Supplied records:
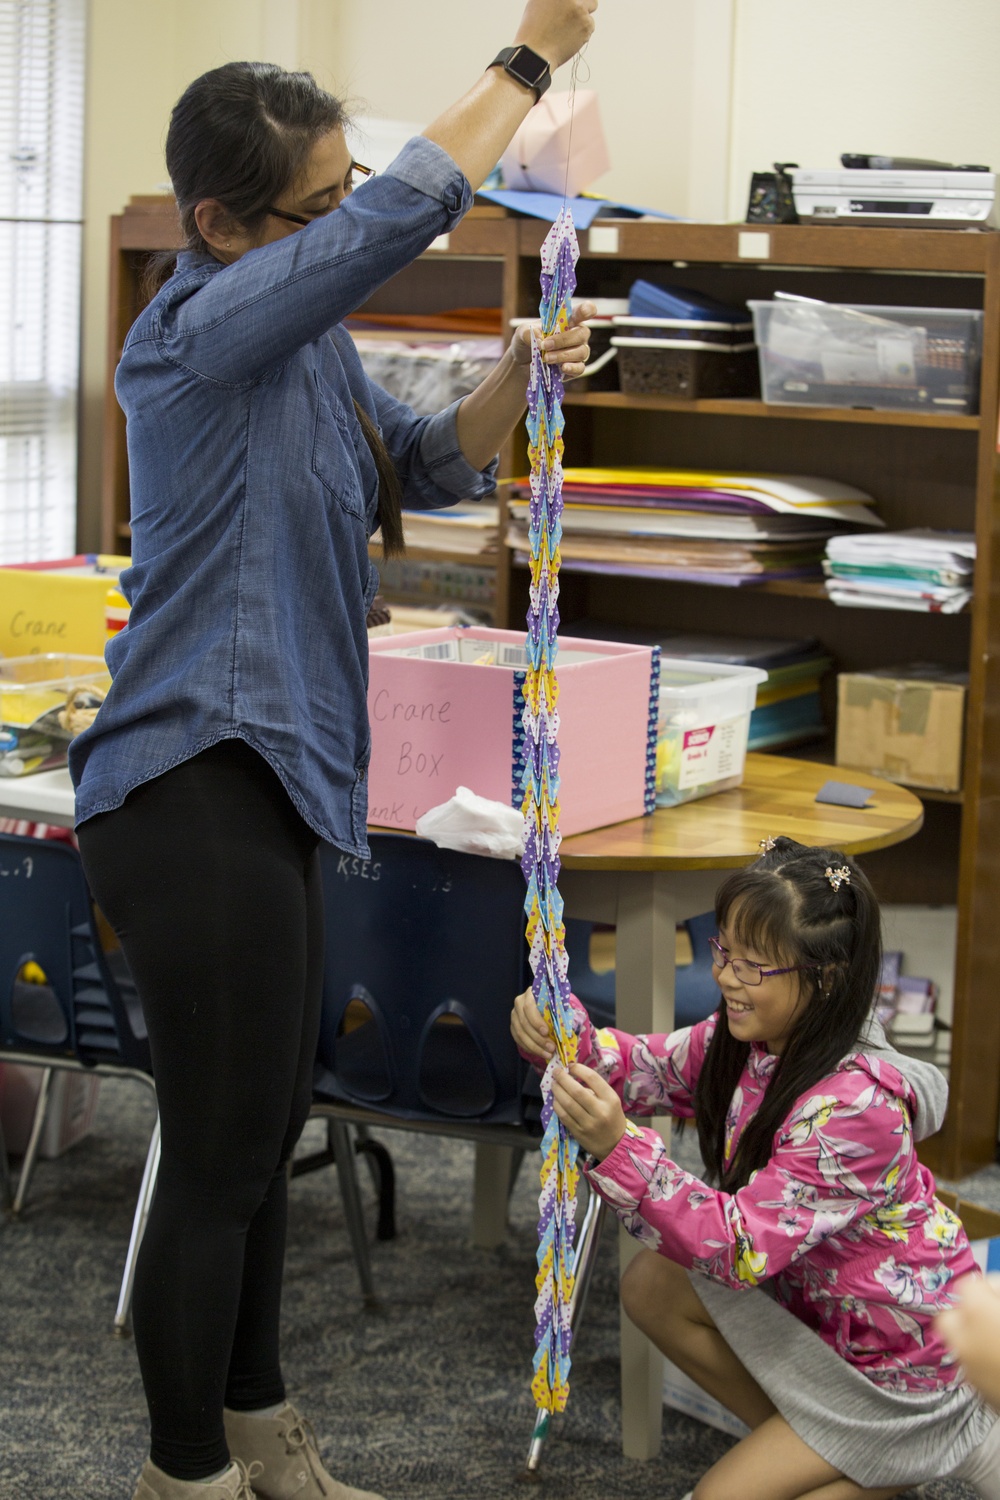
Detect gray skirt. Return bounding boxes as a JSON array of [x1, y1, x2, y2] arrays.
[[690, 1271, 999, 1487]]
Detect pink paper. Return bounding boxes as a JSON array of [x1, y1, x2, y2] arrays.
[[500, 90, 610, 199]]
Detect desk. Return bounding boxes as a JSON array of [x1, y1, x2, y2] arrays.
[[0, 756, 924, 1458], [0, 766, 77, 827]]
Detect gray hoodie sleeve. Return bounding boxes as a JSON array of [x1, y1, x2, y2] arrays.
[[859, 1013, 948, 1139]]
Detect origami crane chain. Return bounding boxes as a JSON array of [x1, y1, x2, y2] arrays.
[[521, 203, 580, 1419]]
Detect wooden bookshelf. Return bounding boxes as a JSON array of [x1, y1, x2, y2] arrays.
[[509, 220, 999, 1180], [102, 209, 1000, 1177]]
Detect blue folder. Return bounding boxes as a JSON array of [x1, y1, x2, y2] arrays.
[[475, 189, 679, 229]]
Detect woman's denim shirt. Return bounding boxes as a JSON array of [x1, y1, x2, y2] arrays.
[[70, 139, 496, 855]]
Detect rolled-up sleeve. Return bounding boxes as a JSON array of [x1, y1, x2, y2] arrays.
[[416, 398, 499, 506]]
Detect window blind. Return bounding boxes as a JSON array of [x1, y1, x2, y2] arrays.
[[0, 0, 84, 565]]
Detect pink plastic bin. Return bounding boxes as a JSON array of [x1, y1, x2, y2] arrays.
[[366, 626, 660, 837]]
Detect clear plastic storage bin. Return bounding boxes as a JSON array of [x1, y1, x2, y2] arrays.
[[655, 658, 767, 807], [750, 300, 983, 414], [0, 654, 110, 727]]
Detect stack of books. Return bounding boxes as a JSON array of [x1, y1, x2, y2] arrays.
[[398, 503, 499, 556], [824, 529, 975, 612], [507, 468, 882, 587], [875, 949, 950, 1072]]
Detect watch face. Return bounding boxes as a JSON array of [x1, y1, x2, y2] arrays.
[[509, 45, 549, 87]]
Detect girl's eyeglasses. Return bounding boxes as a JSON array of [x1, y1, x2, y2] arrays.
[[267, 163, 376, 227], [709, 936, 820, 988]]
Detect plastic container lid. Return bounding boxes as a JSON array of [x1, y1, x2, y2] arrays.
[[611, 336, 758, 354], [613, 315, 754, 333]]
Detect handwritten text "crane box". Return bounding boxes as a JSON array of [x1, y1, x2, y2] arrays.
[[366, 626, 660, 837]]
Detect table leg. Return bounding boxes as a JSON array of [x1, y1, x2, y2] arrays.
[[613, 872, 676, 1459], [472, 1142, 513, 1248]]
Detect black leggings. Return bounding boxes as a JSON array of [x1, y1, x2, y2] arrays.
[[78, 740, 323, 1480]]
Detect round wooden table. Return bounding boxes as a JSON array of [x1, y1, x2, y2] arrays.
[[561, 751, 924, 869]]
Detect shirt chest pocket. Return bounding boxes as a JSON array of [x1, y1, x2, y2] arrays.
[[312, 397, 380, 529]]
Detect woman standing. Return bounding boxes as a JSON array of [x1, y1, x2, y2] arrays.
[[71, 5, 597, 1497]]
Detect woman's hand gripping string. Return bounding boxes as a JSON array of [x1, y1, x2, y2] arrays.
[[510, 300, 596, 383]]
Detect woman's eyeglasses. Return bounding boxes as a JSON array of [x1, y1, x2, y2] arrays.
[[267, 163, 376, 227], [709, 936, 820, 988]]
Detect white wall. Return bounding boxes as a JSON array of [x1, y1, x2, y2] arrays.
[[79, 0, 341, 548], [728, 0, 1000, 220], [334, 0, 702, 217], [78, 0, 1000, 547]]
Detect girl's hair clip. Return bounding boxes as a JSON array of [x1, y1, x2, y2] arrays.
[[758, 836, 777, 852], [825, 865, 851, 892]]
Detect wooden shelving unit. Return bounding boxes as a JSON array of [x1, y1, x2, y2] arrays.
[[102, 207, 1000, 1178], [507, 219, 1000, 1180], [564, 390, 982, 430]]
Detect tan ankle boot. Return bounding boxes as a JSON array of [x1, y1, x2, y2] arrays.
[[133, 1458, 260, 1499], [223, 1403, 384, 1500]]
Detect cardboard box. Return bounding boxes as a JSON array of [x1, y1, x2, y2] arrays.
[[663, 1355, 749, 1438], [0, 555, 130, 659], [366, 626, 659, 837], [938, 1191, 1000, 1260], [835, 665, 967, 793]]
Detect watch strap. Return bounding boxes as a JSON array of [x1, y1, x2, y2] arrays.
[[488, 44, 552, 101]]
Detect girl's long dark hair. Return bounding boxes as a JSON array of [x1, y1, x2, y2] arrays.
[[148, 60, 404, 556], [694, 837, 882, 1192]]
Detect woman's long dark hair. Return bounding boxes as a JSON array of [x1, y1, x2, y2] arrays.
[[694, 836, 882, 1192], [149, 61, 404, 555]]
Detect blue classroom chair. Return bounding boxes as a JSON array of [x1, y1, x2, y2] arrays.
[[565, 911, 721, 1031], [0, 831, 381, 1329], [0, 831, 157, 1332], [309, 833, 608, 1472]]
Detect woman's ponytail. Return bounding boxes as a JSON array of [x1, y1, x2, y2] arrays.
[[353, 401, 405, 558]]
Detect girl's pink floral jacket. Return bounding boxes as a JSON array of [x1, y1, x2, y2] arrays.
[[530, 999, 979, 1394]]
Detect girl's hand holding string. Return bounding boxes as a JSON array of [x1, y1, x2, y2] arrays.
[[511, 987, 556, 1060], [510, 989, 627, 1157], [551, 1062, 627, 1162]]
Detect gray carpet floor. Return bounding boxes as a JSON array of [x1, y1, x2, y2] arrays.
[[0, 1077, 985, 1500]]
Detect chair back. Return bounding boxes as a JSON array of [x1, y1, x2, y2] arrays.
[[317, 835, 532, 1125], [0, 832, 149, 1071]]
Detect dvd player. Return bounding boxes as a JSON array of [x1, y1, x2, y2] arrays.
[[789, 168, 998, 230]]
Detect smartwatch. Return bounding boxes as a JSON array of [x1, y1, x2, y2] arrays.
[[488, 45, 552, 102]]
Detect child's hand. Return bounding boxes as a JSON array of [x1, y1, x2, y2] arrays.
[[551, 1062, 627, 1162], [936, 1274, 1000, 1409], [511, 987, 555, 1060]]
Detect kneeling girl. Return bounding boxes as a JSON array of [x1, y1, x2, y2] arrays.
[[512, 837, 999, 1500]]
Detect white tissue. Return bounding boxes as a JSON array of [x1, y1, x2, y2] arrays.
[[414, 786, 524, 861]]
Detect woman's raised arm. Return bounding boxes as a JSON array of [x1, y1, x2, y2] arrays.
[[422, 0, 597, 192]]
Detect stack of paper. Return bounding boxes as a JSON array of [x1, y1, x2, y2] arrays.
[[507, 468, 882, 587], [399, 504, 499, 556], [824, 529, 975, 612]]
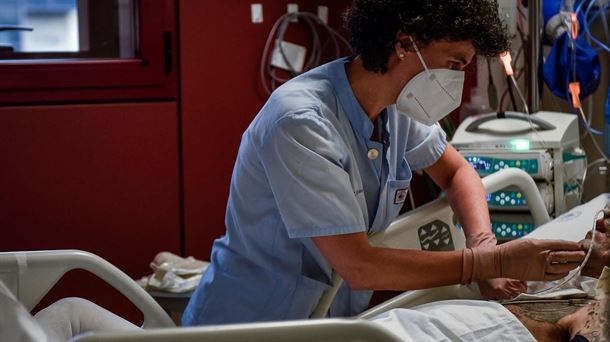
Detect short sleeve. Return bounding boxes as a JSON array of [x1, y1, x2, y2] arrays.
[[259, 111, 367, 239], [404, 122, 448, 170]]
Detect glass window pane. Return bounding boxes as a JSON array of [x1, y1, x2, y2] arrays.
[[0, 0, 136, 59]]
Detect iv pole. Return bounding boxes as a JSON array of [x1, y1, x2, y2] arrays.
[[528, 0, 542, 113]]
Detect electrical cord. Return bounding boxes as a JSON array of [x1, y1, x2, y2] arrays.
[[577, 106, 610, 164], [504, 68, 549, 147], [487, 59, 498, 110], [583, 0, 610, 53], [260, 11, 352, 95], [584, 97, 604, 137], [599, 0, 610, 44], [506, 75, 519, 111], [498, 27, 526, 112], [509, 74, 530, 115], [499, 68, 525, 111]]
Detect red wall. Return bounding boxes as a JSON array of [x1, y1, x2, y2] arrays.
[[0, 102, 181, 321], [179, 0, 353, 260]]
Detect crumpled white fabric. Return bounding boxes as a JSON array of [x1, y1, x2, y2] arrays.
[[370, 300, 535, 342], [0, 281, 46, 342], [138, 252, 209, 293]]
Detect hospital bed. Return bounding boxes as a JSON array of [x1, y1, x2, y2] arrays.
[[1, 168, 607, 341]]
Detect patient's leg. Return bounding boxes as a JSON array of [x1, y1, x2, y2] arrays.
[[34, 297, 140, 342]]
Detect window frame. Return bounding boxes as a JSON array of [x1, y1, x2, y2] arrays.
[[0, 0, 176, 104]]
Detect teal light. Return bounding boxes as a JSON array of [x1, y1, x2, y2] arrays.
[[510, 139, 530, 151]]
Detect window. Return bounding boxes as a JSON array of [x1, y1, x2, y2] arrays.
[[0, 0, 136, 59], [0, 0, 176, 104]]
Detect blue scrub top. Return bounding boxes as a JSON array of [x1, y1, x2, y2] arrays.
[[182, 57, 448, 326]]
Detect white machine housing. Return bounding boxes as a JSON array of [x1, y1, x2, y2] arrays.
[[451, 111, 583, 216]]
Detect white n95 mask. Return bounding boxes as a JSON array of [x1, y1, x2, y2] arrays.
[[396, 41, 465, 126]]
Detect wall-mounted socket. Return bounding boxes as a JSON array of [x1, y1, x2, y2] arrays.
[[251, 3, 263, 23], [287, 3, 299, 22], [317, 6, 328, 25]]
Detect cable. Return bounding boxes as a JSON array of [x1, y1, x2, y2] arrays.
[[509, 74, 530, 114], [598, 0, 610, 43], [528, 209, 603, 296], [499, 68, 525, 111], [506, 76, 519, 111], [260, 12, 353, 95], [577, 106, 610, 163], [583, 0, 610, 53], [586, 158, 608, 184], [509, 72, 550, 147], [501, 298, 589, 305], [498, 31, 526, 112], [588, 157, 607, 169], [516, 0, 529, 37], [584, 96, 604, 137], [487, 59, 499, 110]]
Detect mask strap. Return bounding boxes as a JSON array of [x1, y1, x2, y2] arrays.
[[408, 36, 431, 75], [408, 37, 458, 101]]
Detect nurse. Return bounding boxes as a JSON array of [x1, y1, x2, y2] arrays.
[[183, 0, 585, 325]]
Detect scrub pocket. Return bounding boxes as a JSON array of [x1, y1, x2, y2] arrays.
[[192, 266, 288, 324], [284, 274, 331, 319]]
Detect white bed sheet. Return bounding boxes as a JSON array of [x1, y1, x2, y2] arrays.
[[370, 300, 535, 342], [2, 277, 536, 342]]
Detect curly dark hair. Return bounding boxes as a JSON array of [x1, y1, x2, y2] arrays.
[[345, 0, 511, 73]]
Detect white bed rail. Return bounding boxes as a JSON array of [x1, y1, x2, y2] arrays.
[[0, 250, 174, 328], [311, 168, 550, 318], [72, 319, 402, 342], [358, 284, 477, 319]]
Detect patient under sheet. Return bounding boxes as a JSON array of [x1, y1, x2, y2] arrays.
[[3, 195, 608, 341], [1, 277, 537, 342], [370, 300, 535, 342]]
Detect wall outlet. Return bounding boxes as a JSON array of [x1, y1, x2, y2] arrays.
[[270, 40, 306, 73], [251, 3, 263, 24], [287, 3, 299, 22], [317, 6, 329, 25]]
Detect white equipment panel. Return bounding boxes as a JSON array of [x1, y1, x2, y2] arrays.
[[452, 111, 584, 233]]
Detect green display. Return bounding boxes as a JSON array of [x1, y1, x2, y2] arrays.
[[465, 156, 539, 176]]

Task item:
Starting from the line that contains "Detect scrub pocket.", give again every line to the last line of the data, exactly. Include nothing else.

Solution to the exercise:
Detect scrub pocket. Return bounding boxes as a JSON array of [x1, y1, x2, y2] arrays.
[[192, 266, 288, 324], [284, 274, 331, 319]]
Detect white bed sheet. Return bounding boxes as a JSON array of [x1, y1, x2, y2] arrays.
[[370, 300, 535, 342], [2, 277, 536, 342]]
Detect curly dark hair. Return bounding boxes as a JSON array of [x1, y1, x2, y2] arrays.
[[345, 0, 511, 73]]
Detect white bed rail. Return bounding boxes as a JSON array of [x1, y1, x2, y2] arrays.
[[0, 250, 174, 328], [311, 168, 550, 318], [72, 319, 402, 342], [358, 284, 477, 319]]
Detect patient under sheet. Return bounding boxes as a JSON array of [x1, y1, x2, y2] arrays.
[[3, 195, 608, 341], [1, 277, 537, 342], [370, 300, 535, 342]]
Detect wall outlet. Return bounding boxes as a JSON array of [x1, y1, x2, y2] arrays.
[[270, 40, 306, 73], [251, 3, 263, 24], [287, 3, 299, 22], [317, 6, 329, 25]]
Detect white equipment panel. Return bounding boxes as a JSON array of [x1, y1, x2, y2] arrays.
[[452, 111, 584, 233]]
Detect green display. Return bounding boxes as a JSON array of [x1, y1, x2, y2] arrays.
[[465, 156, 539, 176]]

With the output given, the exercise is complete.